- YOUR INSTRUCTIONS: Retype the records below exactly. Leave nothing out.

[Opening INFORMATION SHOWN section]

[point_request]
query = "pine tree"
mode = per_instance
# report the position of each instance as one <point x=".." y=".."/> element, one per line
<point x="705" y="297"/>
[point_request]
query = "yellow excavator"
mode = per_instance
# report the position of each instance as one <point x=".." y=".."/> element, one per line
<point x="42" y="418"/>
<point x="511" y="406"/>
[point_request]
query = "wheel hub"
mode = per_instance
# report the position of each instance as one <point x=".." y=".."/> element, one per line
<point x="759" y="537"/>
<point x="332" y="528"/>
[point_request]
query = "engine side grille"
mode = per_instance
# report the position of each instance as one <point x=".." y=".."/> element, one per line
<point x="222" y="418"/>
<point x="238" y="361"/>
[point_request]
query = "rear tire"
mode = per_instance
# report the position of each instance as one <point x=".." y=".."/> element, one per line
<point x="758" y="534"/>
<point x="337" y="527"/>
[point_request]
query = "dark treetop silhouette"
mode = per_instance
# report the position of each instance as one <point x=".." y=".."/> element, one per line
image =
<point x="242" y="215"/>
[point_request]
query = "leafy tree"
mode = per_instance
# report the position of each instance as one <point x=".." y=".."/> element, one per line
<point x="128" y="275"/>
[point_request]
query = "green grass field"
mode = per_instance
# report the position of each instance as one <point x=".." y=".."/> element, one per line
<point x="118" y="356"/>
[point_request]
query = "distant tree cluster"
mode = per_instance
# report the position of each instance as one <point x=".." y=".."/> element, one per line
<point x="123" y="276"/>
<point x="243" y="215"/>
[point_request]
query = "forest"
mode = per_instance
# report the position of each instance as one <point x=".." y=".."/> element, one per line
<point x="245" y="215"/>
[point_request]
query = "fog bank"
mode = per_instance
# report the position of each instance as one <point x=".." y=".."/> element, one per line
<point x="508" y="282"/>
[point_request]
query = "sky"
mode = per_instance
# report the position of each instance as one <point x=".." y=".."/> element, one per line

[Closing INFORMATION SHOWN section]

- REPLY:
[point_request]
query = "pine tree"
mode = per_instance
# report the position of each instance as one <point x=".." y=".."/> element, one per line
<point x="705" y="297"/>
[point_request]
query = "yellow excavator"
mode = per_instance
# report the position of each instance as one <point x=".." y=".."/> element, one per line
<point x="42" y="418"/>
<point x="511" y="406"/>
[point_request]
query = "wheel hub"
mode = per_instance
# report the position of each instance as one <point x=".." y=".."/> element, one per line
<point x="759" y="537"/>
<point x="332" y="528"/>
[point_request]
query = "engine side grille"
mode = per_instance
# report the position of each instance as one <point x=".." y=".."/> element, one per line
<point x="222" y="418"/>
<point x="238" y="361"/>
[point_request]
query = "rear tire"
mode = per_instance
# report the position of each instance as one <point x=".." y=".."/> element, one per line
<point x="758" y="534"/>
<point x="337" y="527"/>
[point_request]
query = "dark treetop silhouette"
mode = per_instance
# report the position of each instance as one <point x=".." y=".."/> element, one per line
image =
<point x="242" y="215"/>
[point_request]
query = "leafy tree"
mode = per_instance
# report the position of each instance as one <point x=".." y=".."/> element, one per line
<point x="128" y="275"/>
[point_request]
query = "green grass field"
mode = per_instance
# report the position of each instance as one <point x=".." y=".."/> element, one per line
<point x="118" y="356"/>
[point_request]
query = "distant tree cluster"
mode = per_instance
# report the position of each instance as one <point x=".." y=".."/> element, one per line
<point x="123" y="276"/>
<point x="243" y="215"/>
[point_request]
query = "forest"
mode = per_instance
# report the position of each instance as one <point x=".." y=".."/> element, one per line
<point x="245" y="215"/>
[point_request]
query = "fog bank"
mode = per_instance
# report the position of each instance as one <point x=".." y=".."/> element, one per line
<point x="508" y="282"/>
[point_request]
query = "sky"
mode = per_instance
# report the position of each instance as one <point x=".." y=".."/> element, one per line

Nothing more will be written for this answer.